▶ **EXERCISE AIM**: Please rewrite every line of the items below, requests included, and scale each point coordinate in the answers by 1.8, rounding to the nearest whole number with halves going up; the numbers in the requests and their sample lines stay unchanged. Leave the pictures out of your answer.

▶ **PROVIDED RECORDS**:
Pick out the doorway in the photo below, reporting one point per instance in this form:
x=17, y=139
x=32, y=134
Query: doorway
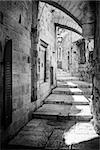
x=7, y=84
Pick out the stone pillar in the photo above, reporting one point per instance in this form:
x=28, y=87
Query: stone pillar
x=88, y=19
x=96, y=74
x=34, y=52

▶ **RESULT OF THIS TASK**:
Pick out the doorway in the photo below, reporting one point per instance in this form:
x=17, y=139
x=32, y=134
Query: doorway
x=13, y=151
Pick out the stone pillar in the photo above, reporting one point per instance in this form:
x=28, y=87
Query: stone pillar
x=158, y=34
x=173, y=133
x=61, y=94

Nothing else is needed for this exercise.